REQUIRED WORK — Output the items exactly as they appear, starting from the first line and ending after the line that contains "pixel 628 819".

RECORDS PROVIDED —
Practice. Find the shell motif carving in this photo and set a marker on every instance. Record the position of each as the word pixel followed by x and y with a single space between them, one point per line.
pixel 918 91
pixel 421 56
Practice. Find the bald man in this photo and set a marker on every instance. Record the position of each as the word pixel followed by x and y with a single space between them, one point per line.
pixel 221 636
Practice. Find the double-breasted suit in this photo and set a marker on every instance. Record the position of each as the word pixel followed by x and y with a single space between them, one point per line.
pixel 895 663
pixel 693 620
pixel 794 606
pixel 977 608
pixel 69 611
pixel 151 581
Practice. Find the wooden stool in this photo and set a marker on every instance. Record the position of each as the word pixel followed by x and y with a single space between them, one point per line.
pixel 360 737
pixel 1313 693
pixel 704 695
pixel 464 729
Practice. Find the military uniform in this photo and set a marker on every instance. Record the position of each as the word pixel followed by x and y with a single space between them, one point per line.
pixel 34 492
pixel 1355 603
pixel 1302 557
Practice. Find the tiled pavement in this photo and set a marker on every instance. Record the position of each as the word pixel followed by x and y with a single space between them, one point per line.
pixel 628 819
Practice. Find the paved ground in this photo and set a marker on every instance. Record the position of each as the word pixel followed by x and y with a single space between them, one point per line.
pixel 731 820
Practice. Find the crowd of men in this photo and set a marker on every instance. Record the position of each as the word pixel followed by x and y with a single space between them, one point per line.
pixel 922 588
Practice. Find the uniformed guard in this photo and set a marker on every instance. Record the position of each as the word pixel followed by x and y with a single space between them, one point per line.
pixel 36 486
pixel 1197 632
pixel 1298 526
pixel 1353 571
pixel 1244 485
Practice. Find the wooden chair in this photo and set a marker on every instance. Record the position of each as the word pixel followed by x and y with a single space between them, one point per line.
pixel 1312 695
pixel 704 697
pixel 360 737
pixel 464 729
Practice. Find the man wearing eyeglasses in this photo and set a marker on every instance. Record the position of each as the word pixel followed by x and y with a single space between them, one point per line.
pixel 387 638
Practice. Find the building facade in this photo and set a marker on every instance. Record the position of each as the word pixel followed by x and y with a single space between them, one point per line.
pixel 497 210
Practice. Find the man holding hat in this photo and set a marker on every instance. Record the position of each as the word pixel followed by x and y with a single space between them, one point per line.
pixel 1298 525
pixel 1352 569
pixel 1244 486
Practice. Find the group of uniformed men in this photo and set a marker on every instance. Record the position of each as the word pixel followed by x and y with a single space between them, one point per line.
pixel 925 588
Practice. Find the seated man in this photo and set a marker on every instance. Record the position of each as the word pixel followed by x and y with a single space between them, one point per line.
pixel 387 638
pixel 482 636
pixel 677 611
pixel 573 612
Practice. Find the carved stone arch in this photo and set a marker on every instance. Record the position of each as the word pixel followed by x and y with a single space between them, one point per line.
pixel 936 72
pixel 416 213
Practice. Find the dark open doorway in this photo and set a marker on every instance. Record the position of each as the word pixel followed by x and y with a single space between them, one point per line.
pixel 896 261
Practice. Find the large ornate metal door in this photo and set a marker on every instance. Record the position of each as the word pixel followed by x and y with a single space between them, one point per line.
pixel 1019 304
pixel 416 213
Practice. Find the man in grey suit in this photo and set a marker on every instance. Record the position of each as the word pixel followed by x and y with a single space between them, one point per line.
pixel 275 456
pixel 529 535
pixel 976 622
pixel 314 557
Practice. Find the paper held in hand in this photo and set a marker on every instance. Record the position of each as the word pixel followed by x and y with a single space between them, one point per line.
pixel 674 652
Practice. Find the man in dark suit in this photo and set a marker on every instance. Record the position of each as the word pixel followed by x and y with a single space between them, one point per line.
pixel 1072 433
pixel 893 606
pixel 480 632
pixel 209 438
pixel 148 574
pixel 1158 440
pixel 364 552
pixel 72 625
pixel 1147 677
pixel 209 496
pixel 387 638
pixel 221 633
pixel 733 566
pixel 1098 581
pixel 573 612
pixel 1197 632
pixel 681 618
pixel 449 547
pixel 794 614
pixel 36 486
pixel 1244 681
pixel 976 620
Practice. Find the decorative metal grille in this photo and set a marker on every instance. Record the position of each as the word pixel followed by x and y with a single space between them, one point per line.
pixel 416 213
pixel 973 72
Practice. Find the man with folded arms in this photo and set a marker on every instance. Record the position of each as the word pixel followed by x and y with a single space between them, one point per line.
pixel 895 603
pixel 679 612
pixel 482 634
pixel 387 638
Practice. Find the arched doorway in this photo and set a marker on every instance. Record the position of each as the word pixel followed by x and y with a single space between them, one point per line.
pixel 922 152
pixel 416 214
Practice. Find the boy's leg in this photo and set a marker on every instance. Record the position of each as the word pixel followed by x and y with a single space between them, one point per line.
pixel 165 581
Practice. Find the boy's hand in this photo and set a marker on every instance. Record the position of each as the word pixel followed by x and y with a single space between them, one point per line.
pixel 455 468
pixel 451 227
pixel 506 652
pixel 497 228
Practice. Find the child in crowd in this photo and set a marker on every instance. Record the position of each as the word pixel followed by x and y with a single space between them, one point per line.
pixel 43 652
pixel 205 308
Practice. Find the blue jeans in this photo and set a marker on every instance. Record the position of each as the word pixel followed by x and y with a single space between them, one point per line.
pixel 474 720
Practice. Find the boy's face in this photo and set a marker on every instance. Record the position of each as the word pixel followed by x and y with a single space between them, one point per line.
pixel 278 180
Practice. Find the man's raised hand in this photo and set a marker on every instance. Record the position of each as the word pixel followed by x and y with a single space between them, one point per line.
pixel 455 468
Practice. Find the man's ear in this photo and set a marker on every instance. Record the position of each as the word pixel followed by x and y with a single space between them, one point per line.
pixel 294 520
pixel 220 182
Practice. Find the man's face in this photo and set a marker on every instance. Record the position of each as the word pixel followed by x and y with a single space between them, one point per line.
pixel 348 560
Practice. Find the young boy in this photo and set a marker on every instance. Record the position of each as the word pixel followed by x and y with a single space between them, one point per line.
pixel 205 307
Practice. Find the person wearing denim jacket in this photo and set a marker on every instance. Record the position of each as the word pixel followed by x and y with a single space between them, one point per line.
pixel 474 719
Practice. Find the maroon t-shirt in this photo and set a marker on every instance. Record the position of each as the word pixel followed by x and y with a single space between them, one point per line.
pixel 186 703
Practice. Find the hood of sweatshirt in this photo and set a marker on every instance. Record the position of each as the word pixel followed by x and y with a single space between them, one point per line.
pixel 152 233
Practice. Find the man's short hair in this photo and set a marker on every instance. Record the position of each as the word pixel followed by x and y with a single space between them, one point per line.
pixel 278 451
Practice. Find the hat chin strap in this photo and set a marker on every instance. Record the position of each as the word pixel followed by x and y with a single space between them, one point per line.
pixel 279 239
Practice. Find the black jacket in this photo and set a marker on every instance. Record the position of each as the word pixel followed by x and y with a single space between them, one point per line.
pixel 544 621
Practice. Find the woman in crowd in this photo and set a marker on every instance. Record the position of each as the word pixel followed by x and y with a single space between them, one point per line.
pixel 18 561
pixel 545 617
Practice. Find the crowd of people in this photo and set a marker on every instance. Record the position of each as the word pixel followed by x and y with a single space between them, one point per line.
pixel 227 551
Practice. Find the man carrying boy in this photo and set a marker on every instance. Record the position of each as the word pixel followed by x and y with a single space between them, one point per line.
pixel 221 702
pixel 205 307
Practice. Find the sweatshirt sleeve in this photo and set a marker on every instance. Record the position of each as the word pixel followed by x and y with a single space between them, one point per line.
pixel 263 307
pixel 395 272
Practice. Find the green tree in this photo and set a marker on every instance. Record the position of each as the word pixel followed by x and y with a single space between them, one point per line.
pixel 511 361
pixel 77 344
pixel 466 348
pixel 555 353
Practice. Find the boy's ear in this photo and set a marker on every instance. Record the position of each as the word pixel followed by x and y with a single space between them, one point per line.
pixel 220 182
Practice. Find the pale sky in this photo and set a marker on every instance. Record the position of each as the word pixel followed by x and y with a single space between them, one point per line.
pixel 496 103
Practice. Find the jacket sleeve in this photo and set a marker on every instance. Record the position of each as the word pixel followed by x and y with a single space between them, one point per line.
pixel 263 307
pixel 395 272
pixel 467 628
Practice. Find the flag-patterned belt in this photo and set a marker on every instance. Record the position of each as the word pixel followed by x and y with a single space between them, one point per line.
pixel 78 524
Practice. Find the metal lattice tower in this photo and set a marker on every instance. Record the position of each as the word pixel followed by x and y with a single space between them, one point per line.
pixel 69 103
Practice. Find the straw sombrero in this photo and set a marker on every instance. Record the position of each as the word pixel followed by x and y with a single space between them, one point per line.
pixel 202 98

PROBLEM SOLUTION —
Practice. Find the shell motif carving in this photo and set a marker on every instance. Record the position of each as the word pixel followed by x and y with a single space between them, one point per line.
pixel 918 91
pixel 421 56
Practice. Find the bald man in this photo and set a marker on every instance. Record the position of each as the word pixel followed by x and y with a single space between them, one point per line.
pixel 221 636
Practice. Find the double-breasted suit in this photo and set a marker on every instance. Record the position of each as the word pixel followed by x and y with a single space between them, one point per line.
pixel 895 663
pixel 693 620
pixel 794 606
pixel 977 608
pixel 69 611
pixel 151 581
Practice. Find the wooden stool in this photo and set a marker on every instance. Record the position of each as the word pixel followed by x and y with a single space between them, one point per line.
pixel 360 737
pixel 1313 693
pixel 704 695
pixel 464 729
Practice. Find the military uniform in this photo and set a marker on every instance. Record the position of each as the word pixel followed by x and y with a single space between them, one point per line.
pixel 34 492
pixel 1355 603
pixel 1302 557
Practice. Find the tiled pavement in this photo and set a marker on every instance. Record the position of each as the word pixel followed by x and y with a single space between them, one point per line.
pixel 628 819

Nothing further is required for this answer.